**Given text**

* * *

Mr BILLSON (Dunkley) (15:59): It was interesting that the member for Fowler did not manage to spend the full amount of time available but the vast bulk of the time he did use he simply trash talked the coalition. How remarkable. It is supposed to be a budget born out of Labor values, that he struggled to articulate, and somehow it was economically responsible—and he could not point to any real examples of that. And then he went on to talk about how helpful it would be for people in our community and he struggled to identify who those people would be. Instead we got a dissertation of trash talk and assertion, setting up to the coalition all sorts of mischief which does not reflect the coalition's position at all.

And this is where we have got to these days. This government is so dysfunctional, so tired of itself that it cannot even defend its own budget. It is supposed to be the high watermark for government and government members to advocate all the virtue that is in the budget as some kind of fiscal plan to support an economic strategy to strengthen our country. What is missing is that there is no fiscal plan here. There is no clear economic strategy to restore the prospects of a nation, and there is certainly no national interest guiding that just day-to-day survival talk in an attempt to preserve their own positions in parliament rather than look after a plan for the country.

It was interesting to hear that this job was badged as one about jobs and growth. This budget was supposed to be about jobs and growth. Yet remarkably, this budget forecast a reduction in the rates of economic growth in the country and an increase in the unemployment rate—so much for it being about jobs and growth.

* * *

**Exercise A**
In the budget speech, what does the speaker say the budget was supposed to be about?

**Records for this exercise**
* * *

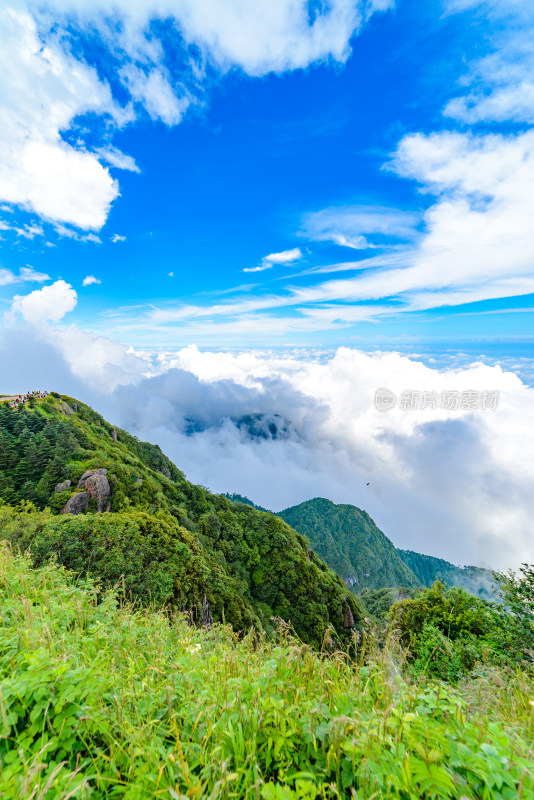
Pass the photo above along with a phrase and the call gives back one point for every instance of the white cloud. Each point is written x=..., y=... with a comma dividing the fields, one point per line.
x=45, y=87
x=29, y=231
x=116, y=158
x=156, y=94
x=441, y=482
x=284, y=257
x=351, y=226
x=50, y=303
x=501, y=87
x=6, y=276
x=28, y=273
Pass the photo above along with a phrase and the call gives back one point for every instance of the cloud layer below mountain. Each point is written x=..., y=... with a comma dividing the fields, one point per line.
x=456, y=484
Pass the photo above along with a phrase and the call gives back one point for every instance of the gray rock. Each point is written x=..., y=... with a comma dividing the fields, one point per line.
x=98, y=487
x=207, y=619
x=348, y=621
x=76, y=504
x=99, y=471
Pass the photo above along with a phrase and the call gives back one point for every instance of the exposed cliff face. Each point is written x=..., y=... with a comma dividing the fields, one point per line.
x=167, y=539
x=96, y=485
x=76, y=504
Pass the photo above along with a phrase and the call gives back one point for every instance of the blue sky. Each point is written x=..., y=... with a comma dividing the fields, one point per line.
x=364, y=182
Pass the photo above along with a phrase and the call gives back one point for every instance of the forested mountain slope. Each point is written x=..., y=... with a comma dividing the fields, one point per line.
x=350, y=542
x=135, y=519
x=428, y=569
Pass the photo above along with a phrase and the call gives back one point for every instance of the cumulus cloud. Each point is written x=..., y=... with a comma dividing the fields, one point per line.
x=46, y=86
x=89, y=280
x=43, y=88
x=284, y=257
x=50, y=303
x=26, y=274
x=456, y=484
x=29, y=274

* * *

**Exercise B**
Rewrite the listing lines between the line holding "of the exposed" and the line holding "x=364, y=182", inclusive, with "phrase" changed to "label" and nothing else altered. Return only those lines.

**Written answer A**
Jobs and growth.

**Written answer B**
Pass the photo above along with a label and the call gives back one point for every instance of the exposed cliff face. Each point is written x=..., y=... with a comma dividing the fields, one point per line.
x=167, y=539
x=96, y=485
x=76, y=504
Pass the photo above along with a label and the call gives back one point for every instance of the blue sky. Each point is written x=..., y=... with a comma dividing the fields, one point per line.
x=364, y=182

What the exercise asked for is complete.